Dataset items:
• • • •

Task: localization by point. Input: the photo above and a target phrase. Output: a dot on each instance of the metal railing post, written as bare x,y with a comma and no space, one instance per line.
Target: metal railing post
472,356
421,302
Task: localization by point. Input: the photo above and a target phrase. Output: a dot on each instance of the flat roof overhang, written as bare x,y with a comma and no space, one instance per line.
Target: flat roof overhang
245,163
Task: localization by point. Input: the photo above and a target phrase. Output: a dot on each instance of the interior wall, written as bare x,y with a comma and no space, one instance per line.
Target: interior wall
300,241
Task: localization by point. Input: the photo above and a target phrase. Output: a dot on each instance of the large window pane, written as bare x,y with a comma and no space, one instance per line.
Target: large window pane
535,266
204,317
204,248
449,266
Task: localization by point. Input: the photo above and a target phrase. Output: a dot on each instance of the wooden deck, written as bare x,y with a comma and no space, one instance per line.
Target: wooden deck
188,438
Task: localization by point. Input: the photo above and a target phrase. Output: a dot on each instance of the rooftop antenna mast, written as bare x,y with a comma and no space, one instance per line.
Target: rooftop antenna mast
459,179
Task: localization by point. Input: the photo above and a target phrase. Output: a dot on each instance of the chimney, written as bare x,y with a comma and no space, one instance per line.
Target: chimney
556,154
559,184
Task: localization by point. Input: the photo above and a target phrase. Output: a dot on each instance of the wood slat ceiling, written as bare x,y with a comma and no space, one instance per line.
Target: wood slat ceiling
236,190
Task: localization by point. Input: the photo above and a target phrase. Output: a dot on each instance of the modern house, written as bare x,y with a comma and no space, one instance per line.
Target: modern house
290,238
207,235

• • • •

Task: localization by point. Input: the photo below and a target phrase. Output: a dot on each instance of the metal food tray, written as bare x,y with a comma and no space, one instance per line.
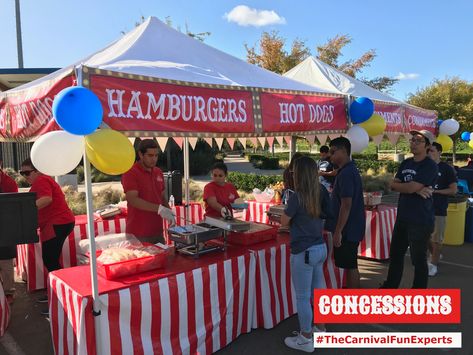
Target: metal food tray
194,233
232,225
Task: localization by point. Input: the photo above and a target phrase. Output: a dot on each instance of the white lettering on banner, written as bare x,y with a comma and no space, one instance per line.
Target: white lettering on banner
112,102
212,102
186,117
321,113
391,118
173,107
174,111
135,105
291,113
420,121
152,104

• • • •

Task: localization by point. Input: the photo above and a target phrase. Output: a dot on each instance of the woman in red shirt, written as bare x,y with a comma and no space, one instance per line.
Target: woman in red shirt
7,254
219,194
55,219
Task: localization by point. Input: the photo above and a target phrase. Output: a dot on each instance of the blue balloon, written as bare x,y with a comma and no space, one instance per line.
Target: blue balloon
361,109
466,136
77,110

• • • •

## TASK DESCRIPTION
Identify each line in the listing above that contains the word "banner", and copy those lines in full.

## RESPONSE
Task: localization by point. Input: the photo above and a target phrase. Output: a dot on each instance of the white lettering on banner, written as bare x,y with a comma and no space, one instance per line.
Target: white lettering on banner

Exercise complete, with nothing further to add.